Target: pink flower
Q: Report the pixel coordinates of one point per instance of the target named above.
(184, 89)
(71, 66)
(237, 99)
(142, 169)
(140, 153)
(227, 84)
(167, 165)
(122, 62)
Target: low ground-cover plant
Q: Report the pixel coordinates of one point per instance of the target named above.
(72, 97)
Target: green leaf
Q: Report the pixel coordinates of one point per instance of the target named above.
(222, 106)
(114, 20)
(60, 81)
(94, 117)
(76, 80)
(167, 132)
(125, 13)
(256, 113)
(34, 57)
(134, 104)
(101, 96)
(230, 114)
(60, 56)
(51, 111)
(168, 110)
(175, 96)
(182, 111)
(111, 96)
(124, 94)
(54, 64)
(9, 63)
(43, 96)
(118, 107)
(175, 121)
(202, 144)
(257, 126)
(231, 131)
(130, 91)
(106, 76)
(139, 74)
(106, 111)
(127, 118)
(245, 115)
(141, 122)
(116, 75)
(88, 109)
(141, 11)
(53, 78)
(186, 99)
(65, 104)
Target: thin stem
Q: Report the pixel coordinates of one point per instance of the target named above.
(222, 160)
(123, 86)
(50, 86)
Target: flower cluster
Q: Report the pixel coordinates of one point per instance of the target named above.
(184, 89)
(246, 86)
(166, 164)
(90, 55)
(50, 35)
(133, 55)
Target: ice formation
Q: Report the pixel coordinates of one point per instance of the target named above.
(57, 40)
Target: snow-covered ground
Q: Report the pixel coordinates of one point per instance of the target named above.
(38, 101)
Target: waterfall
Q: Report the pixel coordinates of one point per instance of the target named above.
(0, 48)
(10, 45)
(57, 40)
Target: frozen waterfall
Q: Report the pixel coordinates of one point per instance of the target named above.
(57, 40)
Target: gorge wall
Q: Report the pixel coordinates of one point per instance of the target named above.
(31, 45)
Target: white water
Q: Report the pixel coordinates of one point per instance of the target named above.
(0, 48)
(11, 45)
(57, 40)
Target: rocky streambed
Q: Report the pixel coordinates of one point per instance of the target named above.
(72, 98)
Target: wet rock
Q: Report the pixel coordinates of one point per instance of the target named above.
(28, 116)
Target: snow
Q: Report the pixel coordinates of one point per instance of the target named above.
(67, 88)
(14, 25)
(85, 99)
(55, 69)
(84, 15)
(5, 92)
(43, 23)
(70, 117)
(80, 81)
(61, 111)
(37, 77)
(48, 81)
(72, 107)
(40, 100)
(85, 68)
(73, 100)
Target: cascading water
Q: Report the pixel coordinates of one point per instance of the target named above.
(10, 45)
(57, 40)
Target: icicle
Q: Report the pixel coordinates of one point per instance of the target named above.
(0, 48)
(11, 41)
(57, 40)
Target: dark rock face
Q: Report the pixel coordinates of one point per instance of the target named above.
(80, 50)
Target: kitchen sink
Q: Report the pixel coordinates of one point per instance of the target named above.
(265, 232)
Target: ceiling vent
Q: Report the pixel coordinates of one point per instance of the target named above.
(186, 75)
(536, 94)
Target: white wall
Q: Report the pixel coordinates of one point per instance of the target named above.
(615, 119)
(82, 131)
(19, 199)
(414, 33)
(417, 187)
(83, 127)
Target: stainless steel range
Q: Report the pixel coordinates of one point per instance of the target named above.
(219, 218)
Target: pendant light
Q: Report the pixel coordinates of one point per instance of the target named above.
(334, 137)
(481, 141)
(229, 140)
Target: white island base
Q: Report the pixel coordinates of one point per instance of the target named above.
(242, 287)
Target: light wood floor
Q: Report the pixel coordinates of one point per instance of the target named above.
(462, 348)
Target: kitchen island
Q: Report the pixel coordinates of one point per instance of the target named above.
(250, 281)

#### [TASK REQUIREMENTS]
Retype the records in full. Keep every line identical to the original.

#### [RESPONSE TO THIS TASK]
Target: pink flower
Q: Report the pixel coordinates of one point per instance of the target named above.
(184, 89)
(71, 66)
(237, 99)
(142, 169)
(140, 153)
(227, 84)
(167, 165)
(122, 62)
Target: low ground-cover plant
Q: Report the pixel coordinates of one point per instance of the target named above.
(72, 97)
Target: green leaf
Q: Report the pixel coordinates of one point per instance of the target named above.
(222, 106)
(114, 20)
(60, 81)
(94, 117)
(76, 80)
(167, 132)
(125, 13)
(256, 113)
(34, 57)
(134, 104)
(101, 96)
(230, 114)
(60, 56)
(51, 111)
(168, 110)
(175, 96)
(182, 111)
(111, 96)
(124, 94)
(54, 64)
(9, 63)
(43, 96)
(118, 107)
(175, 121)
(202, 144)
(257, 126)
(231, 131)
(130, 91)
(106, 76)
(139, 74)
(106, 111)
(127, 118)
(245, 115)
(141, 122)
(116, 75)
(88, 109)
(141, 11)
(53, 78)
(186, 99)
(65, 104)
Target: thin stem
Q: Report the pixel coordinates of one point per instance of the target named above.
(222, 160)
(123, 86)
(50, 86)
Target: flower cluster
Q: Report the pixel coordinates of one point per instance of the target named above.
(184, 89)
(246, 86)
(166, 164)
(90, 55)
(50, 35)
(133, 55)
Target: ice formation
Q: Report the pixel coordinates of one point per instance of the target named above.
(57, 40)
Target: snow-covered ground
Q: Report the pixel coordinates of one point per instance of the target named above.
(38, 101)
Target: waterfall
Q: Report the pixel coordinates of one point per instance of the target named above.
(0, 48)
(10, 45)
(57, 40)
Target: frozen waterfall
Q: Report the pixel coordinates of one point per instance of the target named above.
(57, 40)
Target: gorge wall
Q: Report the pixel coordinates of one point per instance of the target named above.
(31, 45)
Target: white water
Q: Report the pixel coordinates of one point per instance of the target named above.
(0, 48)
(11, 45)
(57, 40)
Target: rocky streambed
Q: Report the pixel coordinates of one point per instance of the target named above.
(72, 98)
Target: wet rock
Q: Report the pixel coordinates of one point per instance of the target named above.
(28, 116)
Target: snow
Q: Report the pixel coordinates of one point per instance of the target named above.
(67, 88)
(14, 25)
(85, 99)
(55, 69)
(84, 15)
(5, 92)
(43, 23)
(70, 117)
(80, 81)
(61, 111)
(37, 77)
(48, 81)
(72, 107)
(40, 100)
(85, 68)
(73, 100)
Target: cascading water
Q: Report the pixel coordinates of one point per instance of the target named above.
(10, 45)
(57, 40)
Target: icicle
Q: Report the pixel coordinates of one point per instance of the target named above.
(0, 48)
(11, 41)
(57, 40)
Target: dark rock face
Q: Report the pixel coordinates of one point per instance of the target named above.
(80, 50)
Target: kitchen sink
Q: Report the pixel coordinates of one point per instance of the target named above.
(265, 232)
Target: ceiling vent
Q: Report the pixel coordinates of one point per instance of the target named above.
(186, 75)
(536, 94)
Target: white wall
Q: Report the pixel coordinates of one point per instance of the target named above.
(615, 119)
(82, 131)
(19, 199)
(414, 33)
(417, 187)
(83, 127)
Target: stainless steel range
Q: Report the pixel coordinates of one point per instance of the target named above.
(219, 218)
Target: pendant light
Q: Report the pixel coordinates of one point per instance of the target named above.
(334, 137)
(481, 141)
(229, 140)
Target: white island base
Q: Report the pixel coordinates of one point per instance of the target named above.
(242, 287)
Target: light wood floor
Q: Report the pixel coordinates of one point per instance of the target named above.
(462, 348)
Target: kitchen island
Q: Report the pixel coordinates of one point per instance of the target named above.
(250, 281)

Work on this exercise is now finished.